(What you have to do)
For every entry, reproduce the wording exactly and omit any image it holds.

--- Dataset content Enclosed Below ---

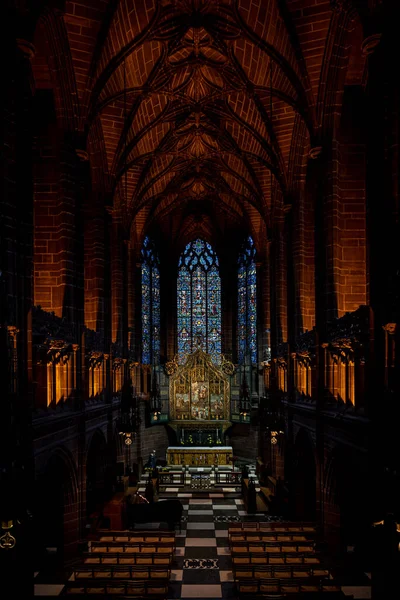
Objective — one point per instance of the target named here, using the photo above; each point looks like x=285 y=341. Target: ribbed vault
x=199 y=101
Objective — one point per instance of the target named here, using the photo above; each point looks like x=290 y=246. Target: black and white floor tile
x=202 y=566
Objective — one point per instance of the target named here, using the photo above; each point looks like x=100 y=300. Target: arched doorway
x=97 y=481
x=57 y=529
x=304 y=478
x=347 y=513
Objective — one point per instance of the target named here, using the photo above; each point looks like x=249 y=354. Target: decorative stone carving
x=390 y=328
x=46 y=325
x=27 y=48
x=82 y=154
x=315 y=152
x=172 y=366
x=370 y=43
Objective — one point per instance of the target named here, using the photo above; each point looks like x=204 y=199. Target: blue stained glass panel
x=150 y=304
x=199 y=301
x=247 y=303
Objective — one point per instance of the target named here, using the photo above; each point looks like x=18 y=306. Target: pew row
x=121 y=572
x=127 y=558
x=273 y=547
x=148 y=547
x=279 y=572
x=246 y=558
x=259 y=587
x=136 y=536
x=99 y=589
x=268 y=526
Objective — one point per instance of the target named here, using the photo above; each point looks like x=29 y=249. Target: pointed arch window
x=247 y=303
x=150 y=304
x=199 y=300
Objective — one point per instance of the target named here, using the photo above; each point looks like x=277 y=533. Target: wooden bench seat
x=99 y=588
x=273 y=547
x=263 y=536
x=148 y=547
x=276 y=527
x=254 y=571
x=121 y=572
x=128 y=558
x=258 y=587
x=243 y=558
x=136 y=536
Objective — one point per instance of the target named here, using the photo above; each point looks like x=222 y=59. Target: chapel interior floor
x=202 y=565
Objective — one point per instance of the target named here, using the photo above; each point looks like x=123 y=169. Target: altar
x=198 y=456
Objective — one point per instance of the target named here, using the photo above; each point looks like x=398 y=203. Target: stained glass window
x=247 y=303
x=150 y=304
x=199 y=301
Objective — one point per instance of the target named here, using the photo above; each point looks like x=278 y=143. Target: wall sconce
x=274 y=437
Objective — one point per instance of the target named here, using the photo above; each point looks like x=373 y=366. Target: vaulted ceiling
x=206 y=109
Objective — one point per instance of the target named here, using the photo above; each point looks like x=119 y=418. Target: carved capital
x=315 y=152
x=390 y=328
x=370 y=43
x=12 y=332
x=27 y=48
x=82 y=154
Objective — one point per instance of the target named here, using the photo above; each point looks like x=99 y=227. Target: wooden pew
x=117 y=589
x=269 y=536
x=267 y=558
x=141 y=572
x=274 y=526
x=273 y=547
x=136 y=536
x=254 y=571
x=257 y=587
x=127 y=558
x=148 y=547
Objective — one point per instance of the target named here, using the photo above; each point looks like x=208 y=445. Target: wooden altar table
x=197 y=456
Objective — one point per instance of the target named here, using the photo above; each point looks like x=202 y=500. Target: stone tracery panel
x=199 y=390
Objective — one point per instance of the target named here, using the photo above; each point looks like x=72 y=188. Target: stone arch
x=304 y=477
x=58 y=506
x=346 y=497
x=97 y=464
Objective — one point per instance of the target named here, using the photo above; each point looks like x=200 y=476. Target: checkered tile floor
x=202 y=565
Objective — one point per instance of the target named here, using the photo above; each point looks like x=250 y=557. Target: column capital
x=26 y=47
x=315 y=152
x=82 y=154
x=390 y=328
x=370 y=43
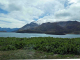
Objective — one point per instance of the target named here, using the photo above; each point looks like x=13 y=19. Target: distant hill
x=58 y=28
x=28 y=26
x=8 y=29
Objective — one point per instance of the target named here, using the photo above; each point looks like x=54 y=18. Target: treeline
x=46 y=44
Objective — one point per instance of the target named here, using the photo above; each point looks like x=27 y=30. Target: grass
x=39 y=48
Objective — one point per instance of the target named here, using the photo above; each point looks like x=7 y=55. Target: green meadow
x=39 y=48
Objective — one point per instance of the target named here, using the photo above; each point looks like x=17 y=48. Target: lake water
x=28 y=35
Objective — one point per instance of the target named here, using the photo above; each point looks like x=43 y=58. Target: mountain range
x=8 y=29
x=58 y=28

--- End of Enclosed Dataset content ---

(Your response)
Objective — one point per instance of the target named here, using the photo above; each point looks like x=285 y=341. Target: ribbed vault
x=199 y=101
Objective — one point per instance of the target named here, using the photo above; each point looks like x=290 y=246. Target: black and white floor tile
x=202 y=566
Objective — one point per instance of the target named here, using the photo above; each point looks like x=100 y=300. Target: arched doorway
x=97 y=481
x=57 y=529
x=304 y=478
x=347 y=513
Objective — one point per instance of the target named here, using the photo above; each point looks like x=249 y=354. Target: decorative stone carving
x=390 y=328
x=46 y=325
x=27 y=48
x=82 y=154
x=315 y=152
x=172 y=366
x=370 y=43
Objective — one point per instance of the target named here, using the photo above; each point looks like x=204 y=199. Target: blue stained glass panel
x=150 y=304
x=199 y=301
x=247 y=303
Objective — one point per instance of the target named here, using the photo above; each point looks like x=18 y=306. Target: pew row
x=121 y=572
x=127 y=558
x=273 y=547
x=148 y=547
x=279 y=572
x=246 y=558
x=259 y=587
x=136 y=536
x=99 y=589
x=268 y=526
Objective — one point per instance of the target named here, using the photo above; each point looks like x=29 y=249. Target: pointed arch window
x=247 y=303
x=150 y=304
x=199 y=300
Objective — one point per instance of the target named here, using the photo above; each point looks like x=277 y=533. Target: wooden bench seat
x=99 y=588
x=273 y=547
x=263 y=536
x=148 y=547
x=276 y=527
x=254 y=571
x=121 y=572
x=128 y=558
x=258 y=587
x=243 y=558
x=136 y=536
Objective — one point per instance of the target named here, using the photo above; each point looks like x=222 y=59. Target: chapel interior floor
x=202 y=565
Objective — one point per instance of the target named here, using the photo above; each point looks like x=123 y=169. Target: altar
x=198 y=456
Objective — one point per instance of the target named here, using the photo above; each point looks like x=398 y=203. Target: stained glass window
x=247 y=303
x=150 y=304
x=199 y=301
Objective — one point per instance of the target named here, using the photo above; each point looks like x=278 y=143. Target: wall sconce
x=274 y=437
Objective — one point per instance of the target named here, using the photo above; each point looks like x=373 y=366. Target: vaulted ceiling
x=206 y=109
Objective — one point per instance of the target named here, using the photo above; each point looks like x=119 y=418. Target: carved capital
x=315 y=152
x=390 y=328
x=370 y=43
x=12 y=332
x=27 y=48
x=82 y=154
Objective — one point per instance of the target named here, using the photo above; each point looks like x=99 y=227. Target: wooden pew
x=117 y=589
x=269 y=536
x=267 y=558
x=141 y=572
x=274 y=526
x=273 y=547
x=136 y=536
x=254 y=571
x=257 y=587
x=127 y=558
x=148 y=547
Objective — one point per instance of the target named here, using the photo above; each point looks like x=208 y=445. Target: wooden altar table
x=197 y=456
Objective — one point per instance of the target named here, using the photo above; each point looks like x=202 y=500. Target: stone tracery panel
x=199 y=390
Objective — one point per instance of the target named here, using the photo above; each point looks like x=72 y=188. Target: stone arch
x=304 y=477
x=58 y=506
x=346 y=497
x=97 y=464
Objective — one point per instance of the target named here, using the photo above; each point looks like x=200 y=476. Target: checkered tile floor
x=202 y=565
Objective — one point per instance of the target named here, using the photo above; each point looks like x=250 y=557. Target: column capital
x=26 y=47
x=315 y=152
x=82 y=154
x=390 y=328
x=370 y=43
Objective — one point per instance of the target named here, using the photo above; each point looks like x=13 y=19. Target: distant hill
x=58 y=28
x=28 y=26
x=8 y=29
Objective — one point per instance of the target named here, using the photo above; each point looks like x=54 y=18. Target: treeline
x=46 y=44
Objective — one point per instance of the target named here, using the photo above; each point looks like x=27 y=30. Target: grass
x=39 y=48
Objective — one point per instance of the target named here, using the photo above; each point looks like x=7 y=55. Target: green meadow
x=39 y=48
Objective — one point per instance of the target named here, using the photo above; each point looks like x=17 y=48. Target: lake water
x=28 y=35
Objective — one point per instance of the target named here, using the photo above; each point looks like x=43 y=58. Target: mountain range
x=8 y=29
x=58 y=28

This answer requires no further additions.